The lines to be copied run from the one containing "Where can the person in" to the end of the material below; reproduce them exactly, including both ends, and nothing more.

Start of Records supplied

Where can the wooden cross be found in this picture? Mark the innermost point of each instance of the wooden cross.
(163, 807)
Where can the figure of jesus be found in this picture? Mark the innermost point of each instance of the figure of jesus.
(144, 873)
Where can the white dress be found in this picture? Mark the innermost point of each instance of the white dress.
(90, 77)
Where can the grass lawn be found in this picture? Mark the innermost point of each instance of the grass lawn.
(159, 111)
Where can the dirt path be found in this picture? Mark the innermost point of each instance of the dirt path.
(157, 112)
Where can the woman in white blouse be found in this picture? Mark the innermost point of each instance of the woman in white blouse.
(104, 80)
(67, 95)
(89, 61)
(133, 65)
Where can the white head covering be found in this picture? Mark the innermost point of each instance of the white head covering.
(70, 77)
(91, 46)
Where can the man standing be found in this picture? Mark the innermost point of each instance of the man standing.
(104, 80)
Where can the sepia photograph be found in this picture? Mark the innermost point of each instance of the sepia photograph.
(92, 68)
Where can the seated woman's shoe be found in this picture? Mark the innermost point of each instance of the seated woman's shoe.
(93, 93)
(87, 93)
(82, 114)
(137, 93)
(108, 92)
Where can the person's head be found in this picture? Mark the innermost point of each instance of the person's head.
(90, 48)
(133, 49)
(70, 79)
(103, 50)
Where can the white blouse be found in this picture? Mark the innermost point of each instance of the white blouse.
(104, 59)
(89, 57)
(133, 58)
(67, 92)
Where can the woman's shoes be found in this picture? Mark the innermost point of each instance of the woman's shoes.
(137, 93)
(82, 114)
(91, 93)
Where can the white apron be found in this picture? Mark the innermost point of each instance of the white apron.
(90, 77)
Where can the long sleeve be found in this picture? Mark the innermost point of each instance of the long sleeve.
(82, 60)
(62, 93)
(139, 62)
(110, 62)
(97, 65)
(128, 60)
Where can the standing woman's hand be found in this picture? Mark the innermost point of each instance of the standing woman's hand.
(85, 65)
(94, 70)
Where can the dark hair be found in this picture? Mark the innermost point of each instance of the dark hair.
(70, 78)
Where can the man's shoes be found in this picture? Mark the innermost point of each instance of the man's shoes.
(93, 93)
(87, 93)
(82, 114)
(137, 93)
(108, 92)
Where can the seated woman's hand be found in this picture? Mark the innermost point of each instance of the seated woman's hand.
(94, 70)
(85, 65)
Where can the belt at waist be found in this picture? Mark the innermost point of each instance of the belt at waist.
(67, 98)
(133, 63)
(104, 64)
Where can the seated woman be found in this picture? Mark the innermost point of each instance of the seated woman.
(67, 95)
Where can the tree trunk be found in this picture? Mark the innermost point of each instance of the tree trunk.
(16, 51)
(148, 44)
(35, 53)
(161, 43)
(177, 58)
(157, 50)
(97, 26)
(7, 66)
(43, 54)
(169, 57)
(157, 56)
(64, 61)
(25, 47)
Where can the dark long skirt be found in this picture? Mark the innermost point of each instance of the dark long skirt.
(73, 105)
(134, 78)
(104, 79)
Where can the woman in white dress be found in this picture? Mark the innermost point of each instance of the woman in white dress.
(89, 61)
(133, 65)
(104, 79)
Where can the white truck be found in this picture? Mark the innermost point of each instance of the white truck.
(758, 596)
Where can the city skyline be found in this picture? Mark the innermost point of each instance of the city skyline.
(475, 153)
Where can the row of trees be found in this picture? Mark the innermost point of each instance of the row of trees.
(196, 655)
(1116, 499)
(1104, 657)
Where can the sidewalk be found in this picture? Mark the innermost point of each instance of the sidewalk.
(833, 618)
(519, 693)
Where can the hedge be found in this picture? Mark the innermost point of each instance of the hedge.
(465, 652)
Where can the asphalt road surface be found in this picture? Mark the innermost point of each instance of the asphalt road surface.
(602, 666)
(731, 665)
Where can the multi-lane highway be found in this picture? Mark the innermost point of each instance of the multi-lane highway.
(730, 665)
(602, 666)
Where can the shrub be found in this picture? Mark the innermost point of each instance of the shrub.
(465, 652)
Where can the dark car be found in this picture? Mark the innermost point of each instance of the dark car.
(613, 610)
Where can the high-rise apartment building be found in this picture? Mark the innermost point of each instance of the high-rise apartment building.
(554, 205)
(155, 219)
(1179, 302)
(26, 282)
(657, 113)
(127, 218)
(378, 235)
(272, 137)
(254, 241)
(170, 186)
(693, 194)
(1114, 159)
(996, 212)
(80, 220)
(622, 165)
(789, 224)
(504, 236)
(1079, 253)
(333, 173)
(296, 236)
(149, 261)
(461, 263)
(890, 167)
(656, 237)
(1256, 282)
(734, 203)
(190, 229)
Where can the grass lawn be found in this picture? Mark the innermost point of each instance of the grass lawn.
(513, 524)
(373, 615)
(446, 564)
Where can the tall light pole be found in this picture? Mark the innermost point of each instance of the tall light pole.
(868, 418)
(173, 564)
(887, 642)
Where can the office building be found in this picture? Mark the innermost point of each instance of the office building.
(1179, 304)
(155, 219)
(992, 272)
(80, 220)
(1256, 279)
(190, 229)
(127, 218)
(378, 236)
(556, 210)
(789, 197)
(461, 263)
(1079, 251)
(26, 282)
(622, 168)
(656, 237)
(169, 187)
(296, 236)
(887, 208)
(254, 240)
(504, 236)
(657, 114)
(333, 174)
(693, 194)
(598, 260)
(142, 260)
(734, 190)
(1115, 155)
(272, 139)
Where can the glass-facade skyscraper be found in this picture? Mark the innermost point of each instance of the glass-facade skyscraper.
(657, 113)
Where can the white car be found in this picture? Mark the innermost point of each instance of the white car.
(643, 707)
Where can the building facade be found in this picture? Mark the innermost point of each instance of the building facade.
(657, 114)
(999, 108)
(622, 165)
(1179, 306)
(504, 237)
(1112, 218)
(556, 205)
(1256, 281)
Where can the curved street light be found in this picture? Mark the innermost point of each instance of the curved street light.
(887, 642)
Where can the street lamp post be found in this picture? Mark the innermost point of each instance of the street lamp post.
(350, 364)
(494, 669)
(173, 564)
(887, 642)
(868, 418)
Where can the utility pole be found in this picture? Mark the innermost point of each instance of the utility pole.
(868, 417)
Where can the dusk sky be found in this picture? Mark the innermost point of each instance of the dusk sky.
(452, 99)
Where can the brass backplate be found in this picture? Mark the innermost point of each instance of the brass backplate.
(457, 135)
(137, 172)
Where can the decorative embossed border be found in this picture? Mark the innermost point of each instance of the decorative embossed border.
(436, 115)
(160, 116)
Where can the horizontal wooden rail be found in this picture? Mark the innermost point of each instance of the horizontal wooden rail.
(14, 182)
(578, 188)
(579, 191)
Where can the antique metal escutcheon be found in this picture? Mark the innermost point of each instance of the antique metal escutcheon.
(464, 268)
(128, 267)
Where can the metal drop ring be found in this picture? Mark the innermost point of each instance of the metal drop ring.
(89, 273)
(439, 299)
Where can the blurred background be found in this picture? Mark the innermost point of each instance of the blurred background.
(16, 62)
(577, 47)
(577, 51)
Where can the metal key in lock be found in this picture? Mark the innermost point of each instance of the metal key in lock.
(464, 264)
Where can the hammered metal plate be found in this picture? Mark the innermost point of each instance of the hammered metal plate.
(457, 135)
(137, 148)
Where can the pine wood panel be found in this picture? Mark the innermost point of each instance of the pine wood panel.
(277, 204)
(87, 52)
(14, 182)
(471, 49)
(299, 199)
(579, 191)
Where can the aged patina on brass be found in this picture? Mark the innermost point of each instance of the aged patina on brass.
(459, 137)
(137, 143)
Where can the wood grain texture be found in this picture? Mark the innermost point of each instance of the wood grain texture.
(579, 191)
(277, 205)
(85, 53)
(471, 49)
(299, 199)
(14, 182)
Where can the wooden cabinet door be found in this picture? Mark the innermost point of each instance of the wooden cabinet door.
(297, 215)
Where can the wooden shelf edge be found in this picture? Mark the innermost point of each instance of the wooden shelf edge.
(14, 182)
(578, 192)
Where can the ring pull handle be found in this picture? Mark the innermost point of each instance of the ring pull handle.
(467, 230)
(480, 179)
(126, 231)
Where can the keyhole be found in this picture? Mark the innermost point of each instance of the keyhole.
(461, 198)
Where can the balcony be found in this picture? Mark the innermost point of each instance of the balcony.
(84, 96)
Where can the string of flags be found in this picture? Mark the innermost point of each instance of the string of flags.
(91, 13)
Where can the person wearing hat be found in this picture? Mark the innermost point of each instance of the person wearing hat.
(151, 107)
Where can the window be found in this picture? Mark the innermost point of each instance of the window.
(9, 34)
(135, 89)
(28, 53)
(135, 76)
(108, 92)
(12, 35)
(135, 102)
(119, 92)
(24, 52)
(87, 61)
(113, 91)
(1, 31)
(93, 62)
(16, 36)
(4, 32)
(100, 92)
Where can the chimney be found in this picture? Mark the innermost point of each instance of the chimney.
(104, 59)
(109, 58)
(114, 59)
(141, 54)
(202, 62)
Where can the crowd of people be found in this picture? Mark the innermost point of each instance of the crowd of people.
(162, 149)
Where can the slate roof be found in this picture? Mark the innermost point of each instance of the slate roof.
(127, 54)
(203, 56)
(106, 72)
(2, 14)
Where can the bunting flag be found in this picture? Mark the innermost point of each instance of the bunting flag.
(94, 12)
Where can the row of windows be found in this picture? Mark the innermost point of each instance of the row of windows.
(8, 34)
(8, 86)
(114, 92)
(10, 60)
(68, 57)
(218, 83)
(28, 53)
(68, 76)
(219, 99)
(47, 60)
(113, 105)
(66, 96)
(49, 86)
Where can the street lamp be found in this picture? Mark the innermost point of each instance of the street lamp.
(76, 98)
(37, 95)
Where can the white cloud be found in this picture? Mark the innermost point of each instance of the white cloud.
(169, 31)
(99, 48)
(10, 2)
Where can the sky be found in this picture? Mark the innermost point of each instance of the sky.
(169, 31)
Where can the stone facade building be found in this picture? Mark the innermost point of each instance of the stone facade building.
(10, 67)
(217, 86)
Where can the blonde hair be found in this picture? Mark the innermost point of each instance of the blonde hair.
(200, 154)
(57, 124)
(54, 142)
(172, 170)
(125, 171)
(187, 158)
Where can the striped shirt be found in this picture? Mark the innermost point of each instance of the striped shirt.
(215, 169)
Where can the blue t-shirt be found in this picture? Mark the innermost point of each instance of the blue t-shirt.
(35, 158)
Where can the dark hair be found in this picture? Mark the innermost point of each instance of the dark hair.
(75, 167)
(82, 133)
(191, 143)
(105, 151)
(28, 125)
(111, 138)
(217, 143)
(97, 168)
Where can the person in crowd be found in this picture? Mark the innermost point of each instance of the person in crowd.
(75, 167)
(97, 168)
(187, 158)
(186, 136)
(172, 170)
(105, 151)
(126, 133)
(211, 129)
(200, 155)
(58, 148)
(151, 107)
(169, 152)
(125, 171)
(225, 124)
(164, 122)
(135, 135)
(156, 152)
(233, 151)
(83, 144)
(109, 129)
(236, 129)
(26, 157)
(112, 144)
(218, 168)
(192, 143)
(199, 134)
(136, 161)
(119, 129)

End of Records supplied

* _Worked answer_:
Where can the person in crowd be found in this picture? Mark the innermost point of each instance of the person in crowd.
(75, 167)
(97, 168)
(187, 158)
(186, 136)
(172, 170)
(105, 151)
(126, 133)
(211, 129)
(200, 155)
(58, 148)
(151, 107)
(169, 152)
(125, 171)
(225, 124)
(164, 122)
(135, 135)
(156, 152)
(233, 151)
(83, 144)
(109, 129)
(236, 129)
(26, 157)
(112, 144)
(218, 168)
(192, 143)
(199, 134)
(136, 161)
(119, 129)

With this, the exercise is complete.